- TO BE DONE: Pull out and reproduce the lines of the items from the very first one through the line holding "0 73 220 245", with both ends included.

■ ■ ■ ■ ■

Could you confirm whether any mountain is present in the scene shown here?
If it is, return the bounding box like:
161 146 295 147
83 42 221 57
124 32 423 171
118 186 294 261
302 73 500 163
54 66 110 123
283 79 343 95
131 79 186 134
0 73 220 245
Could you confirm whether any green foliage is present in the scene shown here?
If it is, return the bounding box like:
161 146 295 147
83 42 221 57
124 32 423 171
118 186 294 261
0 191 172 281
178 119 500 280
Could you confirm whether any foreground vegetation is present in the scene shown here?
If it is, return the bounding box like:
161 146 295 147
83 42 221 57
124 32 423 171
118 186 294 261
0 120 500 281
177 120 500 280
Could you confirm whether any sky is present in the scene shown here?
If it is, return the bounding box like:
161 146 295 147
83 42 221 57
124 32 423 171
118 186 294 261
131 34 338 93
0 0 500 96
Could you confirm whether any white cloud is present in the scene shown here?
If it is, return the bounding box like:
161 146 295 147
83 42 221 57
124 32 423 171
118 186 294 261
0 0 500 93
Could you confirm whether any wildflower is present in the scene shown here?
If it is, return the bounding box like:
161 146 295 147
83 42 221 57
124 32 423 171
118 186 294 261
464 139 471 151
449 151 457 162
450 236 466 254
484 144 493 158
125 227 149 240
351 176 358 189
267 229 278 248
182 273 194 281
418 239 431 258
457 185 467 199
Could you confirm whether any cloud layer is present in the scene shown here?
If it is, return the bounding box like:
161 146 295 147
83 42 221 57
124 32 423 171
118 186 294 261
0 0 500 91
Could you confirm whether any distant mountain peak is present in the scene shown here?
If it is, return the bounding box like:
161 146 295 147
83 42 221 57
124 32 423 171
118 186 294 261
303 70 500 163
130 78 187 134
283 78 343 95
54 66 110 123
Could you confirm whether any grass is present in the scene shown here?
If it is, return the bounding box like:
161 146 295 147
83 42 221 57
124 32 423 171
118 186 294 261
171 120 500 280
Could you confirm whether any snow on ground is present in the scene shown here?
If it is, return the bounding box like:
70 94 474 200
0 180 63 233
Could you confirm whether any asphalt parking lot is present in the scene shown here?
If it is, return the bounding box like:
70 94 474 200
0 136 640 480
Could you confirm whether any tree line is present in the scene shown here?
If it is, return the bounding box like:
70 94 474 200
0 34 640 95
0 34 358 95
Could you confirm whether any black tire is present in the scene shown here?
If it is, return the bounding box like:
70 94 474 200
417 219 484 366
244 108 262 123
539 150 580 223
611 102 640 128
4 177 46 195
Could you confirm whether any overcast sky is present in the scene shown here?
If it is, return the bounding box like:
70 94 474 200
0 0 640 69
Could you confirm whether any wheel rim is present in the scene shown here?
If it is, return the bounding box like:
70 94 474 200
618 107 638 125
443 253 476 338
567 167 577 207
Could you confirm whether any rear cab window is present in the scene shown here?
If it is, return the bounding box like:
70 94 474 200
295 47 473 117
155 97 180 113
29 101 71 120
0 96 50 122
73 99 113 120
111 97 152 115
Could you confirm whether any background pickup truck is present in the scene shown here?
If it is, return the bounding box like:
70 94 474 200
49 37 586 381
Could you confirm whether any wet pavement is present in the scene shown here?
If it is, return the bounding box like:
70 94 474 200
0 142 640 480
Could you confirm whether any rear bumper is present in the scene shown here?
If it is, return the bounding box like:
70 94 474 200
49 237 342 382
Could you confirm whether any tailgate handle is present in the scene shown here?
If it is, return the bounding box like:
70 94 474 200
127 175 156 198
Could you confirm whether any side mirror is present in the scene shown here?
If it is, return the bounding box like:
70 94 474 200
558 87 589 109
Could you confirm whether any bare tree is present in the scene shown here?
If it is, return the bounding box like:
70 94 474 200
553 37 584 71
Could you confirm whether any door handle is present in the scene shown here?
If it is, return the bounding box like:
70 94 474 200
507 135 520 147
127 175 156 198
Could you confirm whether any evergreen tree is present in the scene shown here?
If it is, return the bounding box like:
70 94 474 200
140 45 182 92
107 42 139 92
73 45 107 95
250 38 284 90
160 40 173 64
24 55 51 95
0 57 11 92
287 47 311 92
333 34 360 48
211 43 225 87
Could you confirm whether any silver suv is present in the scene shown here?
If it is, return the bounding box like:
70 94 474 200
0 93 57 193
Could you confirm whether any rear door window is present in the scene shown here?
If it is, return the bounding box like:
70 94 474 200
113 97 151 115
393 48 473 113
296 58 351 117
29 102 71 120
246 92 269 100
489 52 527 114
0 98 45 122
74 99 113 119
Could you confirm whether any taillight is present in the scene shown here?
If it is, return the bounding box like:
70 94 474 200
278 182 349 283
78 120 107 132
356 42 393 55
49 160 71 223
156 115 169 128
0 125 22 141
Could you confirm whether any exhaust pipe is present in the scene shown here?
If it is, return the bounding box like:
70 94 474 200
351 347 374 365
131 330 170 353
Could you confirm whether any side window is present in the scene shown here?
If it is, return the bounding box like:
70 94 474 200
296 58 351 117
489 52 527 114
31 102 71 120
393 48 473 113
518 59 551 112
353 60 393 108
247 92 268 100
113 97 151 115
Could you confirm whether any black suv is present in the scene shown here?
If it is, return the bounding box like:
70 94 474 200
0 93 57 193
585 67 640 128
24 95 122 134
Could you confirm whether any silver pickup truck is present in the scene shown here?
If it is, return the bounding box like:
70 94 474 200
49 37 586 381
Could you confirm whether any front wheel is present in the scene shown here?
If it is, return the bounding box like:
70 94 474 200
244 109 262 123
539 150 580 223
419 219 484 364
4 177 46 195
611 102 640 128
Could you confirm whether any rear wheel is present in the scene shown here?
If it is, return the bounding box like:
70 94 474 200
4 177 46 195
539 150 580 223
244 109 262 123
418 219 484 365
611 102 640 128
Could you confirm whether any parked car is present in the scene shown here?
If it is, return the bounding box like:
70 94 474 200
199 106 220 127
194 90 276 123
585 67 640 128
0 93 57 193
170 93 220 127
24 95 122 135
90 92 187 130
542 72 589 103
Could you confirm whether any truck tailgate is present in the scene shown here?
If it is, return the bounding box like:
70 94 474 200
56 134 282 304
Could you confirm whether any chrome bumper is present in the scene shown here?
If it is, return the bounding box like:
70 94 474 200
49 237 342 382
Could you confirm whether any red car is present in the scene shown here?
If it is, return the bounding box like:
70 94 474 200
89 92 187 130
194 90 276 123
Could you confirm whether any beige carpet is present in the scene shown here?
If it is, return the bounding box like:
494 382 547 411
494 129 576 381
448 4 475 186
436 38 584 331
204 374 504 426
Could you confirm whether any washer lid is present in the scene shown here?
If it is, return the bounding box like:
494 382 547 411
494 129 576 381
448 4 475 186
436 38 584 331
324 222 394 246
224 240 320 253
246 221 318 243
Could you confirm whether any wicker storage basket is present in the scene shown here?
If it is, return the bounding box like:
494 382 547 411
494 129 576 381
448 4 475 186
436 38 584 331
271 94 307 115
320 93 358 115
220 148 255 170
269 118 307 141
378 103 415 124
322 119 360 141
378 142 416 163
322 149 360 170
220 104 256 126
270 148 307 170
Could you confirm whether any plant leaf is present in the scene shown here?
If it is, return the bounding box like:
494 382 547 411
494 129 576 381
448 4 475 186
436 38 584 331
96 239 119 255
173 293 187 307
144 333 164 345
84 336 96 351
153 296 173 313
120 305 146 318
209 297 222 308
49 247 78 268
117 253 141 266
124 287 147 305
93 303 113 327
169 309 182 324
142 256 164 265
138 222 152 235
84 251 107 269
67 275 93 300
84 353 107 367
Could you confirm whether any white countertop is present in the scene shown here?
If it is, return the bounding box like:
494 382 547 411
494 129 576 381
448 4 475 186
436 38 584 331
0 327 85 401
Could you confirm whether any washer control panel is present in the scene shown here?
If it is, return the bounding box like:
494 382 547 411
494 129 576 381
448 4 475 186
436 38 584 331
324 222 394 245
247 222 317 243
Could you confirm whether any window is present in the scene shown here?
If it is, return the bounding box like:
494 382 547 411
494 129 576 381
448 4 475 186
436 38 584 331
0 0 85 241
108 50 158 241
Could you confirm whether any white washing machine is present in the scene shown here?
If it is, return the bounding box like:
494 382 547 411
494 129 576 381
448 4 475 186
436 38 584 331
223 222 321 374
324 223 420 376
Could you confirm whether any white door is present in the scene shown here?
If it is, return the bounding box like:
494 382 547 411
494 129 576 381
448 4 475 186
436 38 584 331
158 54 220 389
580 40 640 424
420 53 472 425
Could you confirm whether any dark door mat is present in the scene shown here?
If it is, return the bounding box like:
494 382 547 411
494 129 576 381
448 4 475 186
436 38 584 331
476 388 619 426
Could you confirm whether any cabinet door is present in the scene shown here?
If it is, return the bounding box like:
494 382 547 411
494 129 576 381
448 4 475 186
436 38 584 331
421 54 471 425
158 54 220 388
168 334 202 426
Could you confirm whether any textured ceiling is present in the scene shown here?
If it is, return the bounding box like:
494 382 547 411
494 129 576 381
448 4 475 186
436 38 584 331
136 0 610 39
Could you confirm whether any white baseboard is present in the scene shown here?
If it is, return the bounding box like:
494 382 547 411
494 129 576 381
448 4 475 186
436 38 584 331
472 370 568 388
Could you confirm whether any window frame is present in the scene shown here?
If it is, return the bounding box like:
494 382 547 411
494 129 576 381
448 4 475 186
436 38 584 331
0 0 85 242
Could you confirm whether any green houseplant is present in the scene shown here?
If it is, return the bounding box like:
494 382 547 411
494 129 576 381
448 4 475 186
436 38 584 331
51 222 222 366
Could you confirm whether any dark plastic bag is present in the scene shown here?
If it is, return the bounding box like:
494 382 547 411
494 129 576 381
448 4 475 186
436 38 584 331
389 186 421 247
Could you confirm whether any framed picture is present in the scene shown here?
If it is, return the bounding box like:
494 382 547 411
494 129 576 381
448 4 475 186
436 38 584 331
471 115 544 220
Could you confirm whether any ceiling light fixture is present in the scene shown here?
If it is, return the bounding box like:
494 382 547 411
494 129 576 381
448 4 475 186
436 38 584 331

■ ■ ■ ■ ■

- EXERCISE RESULT:
Could you confirm whether any mountain is present in the scene shown here?
If it is, return the bounding box like:
161 146 295 147
83 42 221 57
124 32 423 171
118 186 294 261
302 73 500 163
54 66 110 123
283 79 343 95
131 79 186 134
0 73 220 245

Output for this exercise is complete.